• Aim of the task: Your answer must be every line of the data that contains "query".

• Data records:
- - -
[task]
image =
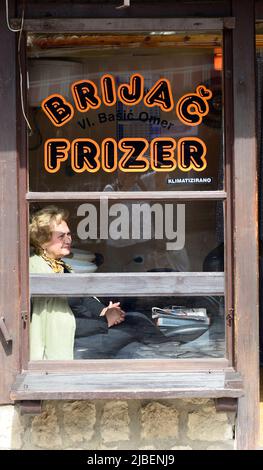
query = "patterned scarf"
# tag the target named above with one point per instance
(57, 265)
- - -
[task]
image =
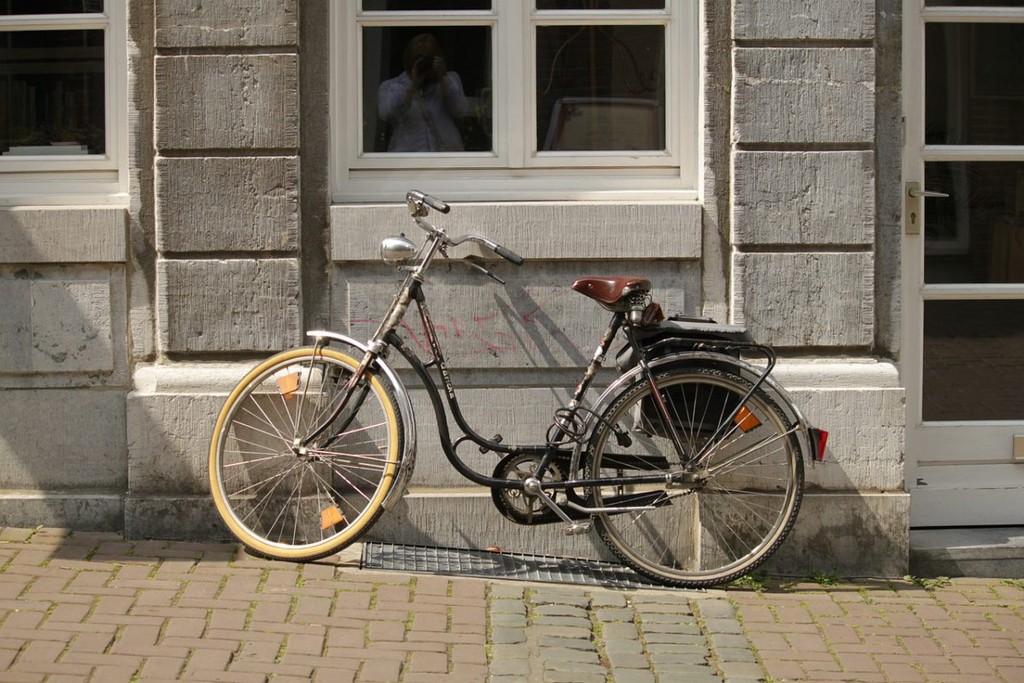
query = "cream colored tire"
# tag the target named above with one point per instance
- - -
• Solution:
query = "patterned scarf"
query = "cream colored tire"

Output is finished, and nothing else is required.